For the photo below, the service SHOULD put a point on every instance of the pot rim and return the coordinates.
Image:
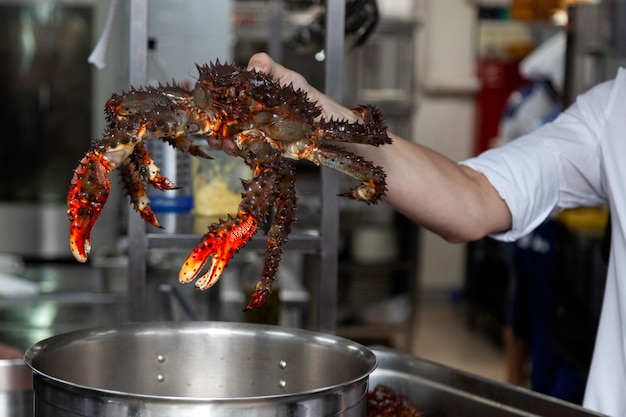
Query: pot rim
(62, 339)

==

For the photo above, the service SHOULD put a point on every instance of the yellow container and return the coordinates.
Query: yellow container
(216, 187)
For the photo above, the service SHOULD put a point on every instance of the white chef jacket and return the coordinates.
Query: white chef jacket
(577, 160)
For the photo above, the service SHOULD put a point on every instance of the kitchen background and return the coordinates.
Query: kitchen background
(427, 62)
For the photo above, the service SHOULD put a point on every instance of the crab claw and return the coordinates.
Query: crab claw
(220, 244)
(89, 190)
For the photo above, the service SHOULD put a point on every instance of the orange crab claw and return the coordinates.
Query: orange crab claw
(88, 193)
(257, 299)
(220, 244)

§ **What to do**: In the records above, find the line with "container and return the coordinates."; write out exactly that line and each one after it, stopping after the line with "the crab claw and return the coordinates.".

§ **Answer to this task**:
For the photo above, the service SHOULD put a point on every instance of the yellow container and return the coordinates.
Query: yellow container
(216, 187)
For the photo above, the service SHOULD put a point on every instance of the white chef jacket and return the coordinates.
Query: white chef jacket
(577, 160)
For the photo above, the service SHOULD put a point on every instance of the kitchen background and return the coordinates.
Query: kitchen background
(427, 62)
For the photo above, the service SHOULD put a point on every instance of the crab claw and return the coordinates.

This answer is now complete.